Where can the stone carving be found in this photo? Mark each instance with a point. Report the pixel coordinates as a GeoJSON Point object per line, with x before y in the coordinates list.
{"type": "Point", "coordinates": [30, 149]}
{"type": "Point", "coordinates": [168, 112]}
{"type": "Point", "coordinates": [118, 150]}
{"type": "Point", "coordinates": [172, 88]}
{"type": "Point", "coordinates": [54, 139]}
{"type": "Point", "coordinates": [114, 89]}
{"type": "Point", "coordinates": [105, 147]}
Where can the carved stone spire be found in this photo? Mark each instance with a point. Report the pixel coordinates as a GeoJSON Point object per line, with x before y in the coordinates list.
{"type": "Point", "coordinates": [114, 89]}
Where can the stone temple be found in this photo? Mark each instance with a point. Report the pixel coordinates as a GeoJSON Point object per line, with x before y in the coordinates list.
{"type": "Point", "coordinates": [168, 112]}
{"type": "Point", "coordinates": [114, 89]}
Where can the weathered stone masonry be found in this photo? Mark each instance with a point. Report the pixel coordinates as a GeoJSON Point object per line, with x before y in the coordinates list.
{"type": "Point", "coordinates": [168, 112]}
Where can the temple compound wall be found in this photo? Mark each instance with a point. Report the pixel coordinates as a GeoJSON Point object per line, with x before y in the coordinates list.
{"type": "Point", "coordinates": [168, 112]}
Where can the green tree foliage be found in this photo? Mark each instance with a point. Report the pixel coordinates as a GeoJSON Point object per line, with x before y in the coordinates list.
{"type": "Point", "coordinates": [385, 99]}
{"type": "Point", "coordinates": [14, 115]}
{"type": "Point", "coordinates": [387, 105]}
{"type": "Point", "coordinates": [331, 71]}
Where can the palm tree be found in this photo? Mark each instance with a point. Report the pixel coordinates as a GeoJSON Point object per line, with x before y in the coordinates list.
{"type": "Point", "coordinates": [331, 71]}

• **Exercise aim**
Word for word, set down each line of the material.

• **Solution to this problem**
Where can the stone carving be found in this photo? Mark each instance with a point. Report the pixel coordinates as a GeoJSON Point object per line, with x before y in the coordinates list.
{"type": "Point", "coordinates": [30, 149]}
{"type": "Point", "coordinates": [168, 112]}
{"type": "Point", "coordinates": [118, 150]}
{"type": "Point", "coordinates": [172, 88]}
{"type": "Point", "coordinates": [54, 139]}
{"type": "Point", "coordinates": [114, 89]}
{"type": "Point", "coordinates": [105, 147]}
Where can the carved stone spire be found in this photo? Mark each instance with a point. Report the pixel coordinates as a GeoJSON Point object per line, with x before y in the coordinates list.
{"type": "Point", "coordinates": [114, 89]}
Where can the stone temple be found in this photo? Mark each instance with a point. Report the pixel coordinates as a GeoJSON Point object per line, with x before y in the coordinates list.
{"type": "Point", "coordinates": [168, 112]}
{"type": "Point", "coordinates": [114, 89]}
Where can the weathered stone masonry be found in this photo? Mark each instance with a point. Report the pixel coordinates as a GeoJSON Point object per line, with x before y in the coordinates list.
{"type": "Point", "coordinates": [168, 112]}
Where can the temple compound wall be found in this photo? Mark each instance with a point. Report the pixel coordinates as a GeoJSON Point object per line, with x before y in the coordinates list.
{"type": "Point", "coordinates": [168, 112]}
Where can the green tree foliage be found in this photo? Mark each instance with a point. Report the pixel coordinates as a GeoJSON Point object per line, with x before y in the coordinates list.
{"type": "Point", "coordinates": [385, 99]}
{"type": "Point", "coordinates": [14, 115]}
{"type": "Point", "coordinates": [387, 105]}
{"type": "Point", "coordinates": [331, 71]}
Where can the palm tree be found in this photo? Mark each instance with a point. Report the pixel coordinates as a GeoJSON Point object per line, with x before y in the coordinates list.
{"type": "Point", "coordinates": [331, 71]}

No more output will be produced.